Point-based annotation data:
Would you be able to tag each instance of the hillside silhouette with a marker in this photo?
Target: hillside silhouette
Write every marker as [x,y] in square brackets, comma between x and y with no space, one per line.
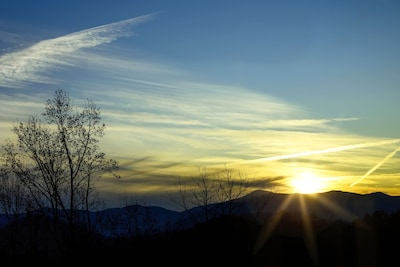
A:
[354,230]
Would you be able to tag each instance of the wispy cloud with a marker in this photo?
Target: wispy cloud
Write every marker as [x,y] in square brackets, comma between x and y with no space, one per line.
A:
[29,65]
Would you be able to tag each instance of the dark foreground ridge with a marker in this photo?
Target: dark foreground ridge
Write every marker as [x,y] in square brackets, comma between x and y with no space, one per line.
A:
[340,233]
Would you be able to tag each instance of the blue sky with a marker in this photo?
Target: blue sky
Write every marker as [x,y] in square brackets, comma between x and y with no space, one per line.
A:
[270,88]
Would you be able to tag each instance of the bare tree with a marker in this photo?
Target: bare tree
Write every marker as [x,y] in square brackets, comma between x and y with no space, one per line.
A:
[57,159]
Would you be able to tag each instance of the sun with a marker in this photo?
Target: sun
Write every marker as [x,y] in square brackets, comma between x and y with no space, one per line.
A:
[307,183]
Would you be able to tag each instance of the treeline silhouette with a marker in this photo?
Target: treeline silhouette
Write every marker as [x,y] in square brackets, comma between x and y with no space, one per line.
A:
[372,240]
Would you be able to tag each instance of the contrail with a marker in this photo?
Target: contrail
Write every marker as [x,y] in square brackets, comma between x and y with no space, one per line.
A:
[329,150]
[18,68]
[389,156]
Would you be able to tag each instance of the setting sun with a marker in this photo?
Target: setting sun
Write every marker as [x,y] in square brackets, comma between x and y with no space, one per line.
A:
[307,183]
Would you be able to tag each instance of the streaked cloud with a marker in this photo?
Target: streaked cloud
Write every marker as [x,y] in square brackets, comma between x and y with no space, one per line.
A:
[29,65]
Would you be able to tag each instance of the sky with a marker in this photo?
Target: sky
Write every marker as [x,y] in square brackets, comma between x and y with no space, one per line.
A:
[280,92]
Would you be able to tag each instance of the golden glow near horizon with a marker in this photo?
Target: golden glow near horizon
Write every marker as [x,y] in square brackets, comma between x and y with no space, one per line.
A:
[307,183]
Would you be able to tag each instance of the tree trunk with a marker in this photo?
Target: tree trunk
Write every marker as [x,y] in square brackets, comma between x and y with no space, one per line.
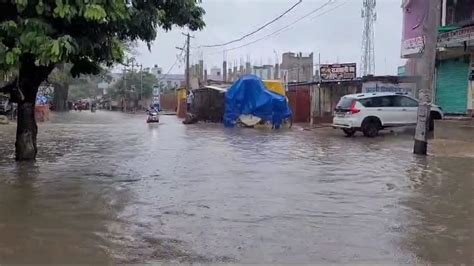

# Written exercise:
Rescale everything from the line containing "Would you be able to tag each instance of the contrail" down to the end of the records, keeping the requests and giving every marker coordinate in the answers multiplied by 1.75 and rounded to a whole number, with halves rounded up. Leave the pictures out.

# Complete output:
Would you be able to tag each instance of the contrail with a marker in this photo?
Target: contrail
Write every marker as [x,y] in square brackets, comma between x and y with no space, one per line.
A:
[576,263]
[32,119]
[681,273]
Would you be able to tag each instance of the setting sun with a marker in this photo?
Target: setting sun
Write every marker as [x,y] in square brackets, comma between x and y with no space, one per line.
A:
[537,320]
Would you be able to tag each instance of the streaked cloud with a marker in this photo?
Target: streaked cloud
Write every marker as [x,y] in square brackets, comma between x and y with no space, one per line.
A:
[51,114]
Would you be able to tag each instance of the sky with a marker in this photo?
Target: sky
Write every marker as [x,y] in square brackets, comma between x and y with no space, one per line.
A:
[490,161]
Would you be able to tag each instance of the golden glow near horizon with a marker in this photo?
Target: golden glow near horizon
Write every marker as [x,y] in square brackets, comma between x and y with no space, one per line.
A:
[537,320]
Would you be able to tag each instance of the tree trunk with a marker in this photo?
Target: tree trunk
Write every marker as [x,y] in square brackets, comma between x and y with no space, one per line.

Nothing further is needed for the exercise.